Could you recast all of the rows below as a numbered list, leaving out any blank lines?

▸ **DATA TO PROCESS**:
--*--

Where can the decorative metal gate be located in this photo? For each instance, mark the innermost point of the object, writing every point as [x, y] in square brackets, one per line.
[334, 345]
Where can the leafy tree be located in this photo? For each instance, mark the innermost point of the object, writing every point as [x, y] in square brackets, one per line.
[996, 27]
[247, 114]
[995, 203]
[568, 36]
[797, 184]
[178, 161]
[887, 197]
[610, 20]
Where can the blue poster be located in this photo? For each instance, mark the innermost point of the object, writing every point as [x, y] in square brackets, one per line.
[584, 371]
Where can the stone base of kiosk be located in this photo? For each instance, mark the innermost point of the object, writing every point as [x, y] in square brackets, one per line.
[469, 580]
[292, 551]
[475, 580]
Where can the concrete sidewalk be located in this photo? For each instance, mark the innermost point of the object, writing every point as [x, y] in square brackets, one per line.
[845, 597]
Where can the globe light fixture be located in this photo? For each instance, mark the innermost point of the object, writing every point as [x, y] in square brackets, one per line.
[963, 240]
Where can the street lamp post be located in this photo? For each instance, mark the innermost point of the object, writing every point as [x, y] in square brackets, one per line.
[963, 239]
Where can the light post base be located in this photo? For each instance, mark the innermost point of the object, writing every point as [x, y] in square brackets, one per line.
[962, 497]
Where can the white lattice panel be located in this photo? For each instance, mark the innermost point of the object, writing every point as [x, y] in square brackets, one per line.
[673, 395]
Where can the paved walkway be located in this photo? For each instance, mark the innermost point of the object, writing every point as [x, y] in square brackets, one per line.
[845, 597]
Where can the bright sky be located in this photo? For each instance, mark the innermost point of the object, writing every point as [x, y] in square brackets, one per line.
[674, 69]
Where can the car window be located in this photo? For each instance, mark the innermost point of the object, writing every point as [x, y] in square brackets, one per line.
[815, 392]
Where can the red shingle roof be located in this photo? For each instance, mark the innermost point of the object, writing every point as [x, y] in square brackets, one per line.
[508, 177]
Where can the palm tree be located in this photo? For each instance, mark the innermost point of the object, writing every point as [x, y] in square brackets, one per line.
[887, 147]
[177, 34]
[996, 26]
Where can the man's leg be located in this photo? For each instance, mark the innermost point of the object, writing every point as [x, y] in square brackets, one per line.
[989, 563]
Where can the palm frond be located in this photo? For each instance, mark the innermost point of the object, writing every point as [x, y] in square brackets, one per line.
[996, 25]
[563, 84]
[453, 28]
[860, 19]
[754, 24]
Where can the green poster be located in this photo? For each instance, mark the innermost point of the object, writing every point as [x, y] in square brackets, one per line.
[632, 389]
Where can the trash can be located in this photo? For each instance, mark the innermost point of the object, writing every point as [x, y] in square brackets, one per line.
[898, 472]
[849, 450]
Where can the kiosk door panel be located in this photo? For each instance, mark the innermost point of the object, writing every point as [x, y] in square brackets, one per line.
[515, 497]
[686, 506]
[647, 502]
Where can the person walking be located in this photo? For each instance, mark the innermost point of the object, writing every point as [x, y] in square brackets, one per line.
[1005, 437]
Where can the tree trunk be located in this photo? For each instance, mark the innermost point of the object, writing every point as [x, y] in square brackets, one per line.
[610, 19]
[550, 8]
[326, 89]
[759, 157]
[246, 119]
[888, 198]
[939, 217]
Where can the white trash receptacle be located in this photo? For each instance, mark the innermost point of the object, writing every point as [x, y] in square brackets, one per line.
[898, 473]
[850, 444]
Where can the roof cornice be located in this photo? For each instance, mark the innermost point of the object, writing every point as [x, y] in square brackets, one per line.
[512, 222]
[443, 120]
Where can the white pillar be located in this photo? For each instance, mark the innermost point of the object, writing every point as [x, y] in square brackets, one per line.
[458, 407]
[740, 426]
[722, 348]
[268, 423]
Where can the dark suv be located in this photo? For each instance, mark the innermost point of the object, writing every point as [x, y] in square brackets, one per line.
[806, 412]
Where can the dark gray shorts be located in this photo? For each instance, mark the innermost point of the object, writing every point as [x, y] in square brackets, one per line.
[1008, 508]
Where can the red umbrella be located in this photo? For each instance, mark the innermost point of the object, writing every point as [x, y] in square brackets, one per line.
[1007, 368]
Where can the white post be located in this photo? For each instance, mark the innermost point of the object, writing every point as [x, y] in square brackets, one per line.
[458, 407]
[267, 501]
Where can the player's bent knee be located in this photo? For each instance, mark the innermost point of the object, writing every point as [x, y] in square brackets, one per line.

--*--

▸ **EXERCISE RESULT**:
1. Where can the decorative metal gate be located in this photo? For each instance, mark the innermost point of the object, writing every point as [x, y] in square brackets, one per line.
2. [334, 345]
3. Where can the leafy tree be located in this photo? For each instance, mark the innermost point of the object, writing every point as [x, y] in square brackets, one per line.
4. [996, 27]
5. [247, 114]
6. [995, 203]
7. [568, 36]
8. [797, 184]
9. [178, 161]
10. [887, 197]
11. [610, 20]
12. Where can the blue poster be located in this photo? For each instance, mark the innermost point of the object, writing every point as [x, y] in square brackets, one per line.
13. [584, 371]
14. Where can the stone base of kiosk be located in this photo? For each instance, mark the innermost point of the object, writing every point as [x, y] in square brackets, one per line.
15. [469, 580]
16. [292, 551]
17. [475, 580]
18. Where can the concrete sidewalk be located in this photo? For each instance, mark the innermost point of the object, writing every point as [x, y] in square brackets, one per line.
19. [845, 597]
20. Where can the globe light fixture be located in this photo? For each instance, mark the innermost point of the object, writing every point as [x, y] in square brackets, one per line.
21. [963, 240]
22. Where can the street lamp post be located in this photo? For each instance, mark the innermost point of the object, writing every point as [x, y] in square brackets, one per line.
23. [963, 239]
24. Where can the light post base be located in this photo? For each instance, mark the innermost point of the object, writing every point as [x, y] in square brackets, one per line.
25. [962, 497]
26. Where can the white lattice panel be located in this photo? For each instance, mark the innermost point of the object, writing every point as [x, y] in square brackets, one per line.
27. [673, 395]
28. Where can the paved walkway be located in this photo? For each instance, mark the innermost point of the object, writing every point as [x, y] in square brackets, one per line.
29. [845, 597]
30. Where can the bright sky be located in this photo? For each instance, mark the innermost point of the object, writing every point as [x, y] in square brackets, one per line.
31. [674, 69]
32. Where can the car window be located in this photo? For each instance, mark the innermost point of the object, writing every point as [x, y] in square brackets, one per line.
33. [815, 392]
34. Where can the red shingle roof be located in this photo? For each instance, mark the innermost point of the object, writing every point as [x, y] in square brackets, one per line.
35. [508, 177]
36. Where can the palm tree be located in this photo? For each instance, mark the innermost point of the object, writing every point as [x, y] in square brackets, one per line.
37. [887, 147]
38. [177, 34]
39. [996, 26]
40. Where can the man's leg be located in this photo? For each instance, mark the innermost point of the object, writing every point as [x, y] in square brackets, one per line.
41. [989, 563]
42. Where can the palm frond be located in this photo? For each instance, mark the innermost point of the object, writing every point as [x, y] in square brackets, one per line.
43. [996, 25]
44. [563, 84]
45. [453, 28]
46. [860, 19]
47. [754, 24]
48. Where can the green poster be located in this photo? For each instance, mark the innermost point of the object, writing every point as [x, y] in square brackets, one per line.
49. [632, 389]
50. Where can the trash can be located in this photo? For each instance, mark the innermost point of the object, writing every point as [x, y] in square brackets, one per line.
51. [898, 472]
52. [849, 450]
53. Where can the kiosk door panel be located in this photo? For each instance, mark the innermost point of the object, writing every point as [x, y] in square brackets, one per line.
54. [515, 497]
55. [686, 506]
56. [647, 502]
57. Where can the person walking be located in this photo? For each instance, mark the innermost point of the object, writing every point as [x, y] in square brackets, one per line.
58. [1005, 437]
59. Where can the tree trunk be located in this photo? For each instance, mark the innermost point of the object, writing every point as [x, y] in square brackets, one per line.
60. [610, 19]
61. [550, 8]
62. [326, 89]
63. [759, 157]
64. [246, 119]
65. [888, 198]
66. [939, 217]
67. Where can the white trash receptacle be located in this photo? For each instance, mark the innermost point of the object, writing every point as [x, y] in square brackets, one per line.
68. [898, 473]
69. [850, 444]
70. Where can the roof cornice be located in this photo? For each instance, mark the innermost point of the object, writing every point as [x, y] in square brackets, one per line.
71. [512, 222]
72. [443, 120]
73. Where can the white pillar be located in this photo? For each instance, mark the innermost point of the object, writing every point as [x, y] in square brackets, one per line.
74. [458, 407]
75. [740, 426]
76. [722, 348]
77. [268, 423]
78. Where can the dark suv be located in this photo? For each instance, mark the innermost point of the object, writing every point as [x, y] in square brackets, one per line.
79. [806, 412]
80. Where can the dark gray shorts be located in this photo? For each instance, mark the innermost point of the object, writing every point as [x, y] in square brackets, one per line.
81. [1008, 508]
82. Where can the red umbrella be located in this photo? For each instance, mark the innermost point of the object, writing every point as [x, y] in square brackets, one per line.
83. [1007, 368]
84. Where can the white post be located in this photo? For each instance, mark the innermost point of the object, writing every point as [x, y] in square brackets, one per line.
85. [458, 407]
86. [267, 501]
87. Where can the player's bent knee be located in this photo? For each instance, mark the innermost point of the object, writing every point as [x, y] in square brackets, one per line.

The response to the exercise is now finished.